» **SET TASK**
Repeat the records below word for word, including every line of text and every set of coordinates. Leave the pictures out of your copy.

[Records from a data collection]
** Begin **

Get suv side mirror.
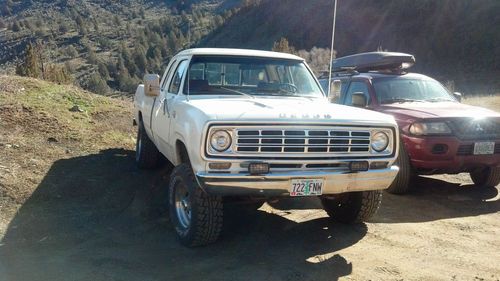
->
[328,80,342,102]
[351,92,368,107]
[144,74,160,97]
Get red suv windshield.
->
[373,78,456,104]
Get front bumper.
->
[402,135,500,173]
[196,166,399,196]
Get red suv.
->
[320,52,500,194]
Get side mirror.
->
[351,92,368,107]
[328,80,342,102]
[144,74,160,97]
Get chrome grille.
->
[457,143,500,156]
[235,128,370,154]
[450,118,500,140]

** End **

» **SOLUTION TO THIS PROBLEM**
Get suv side mirror.
->
[328,80,342,102]
[351,92,368,107]
[144,74,160,97]
Get red suv windshield.
->
[373,78,456,104]
Get front bumper.
->
[402,135,500,173]
[196,166,399,196]
Get red suv.
->
[320,52,500,194]
Get side mirror.
->
[351,92,368,107]
[328,80,342,102]
[144,74,160,97]
Get chrome grille.
->
[457,143,500,156]
[235,128,370,154]
[450,118,500,140]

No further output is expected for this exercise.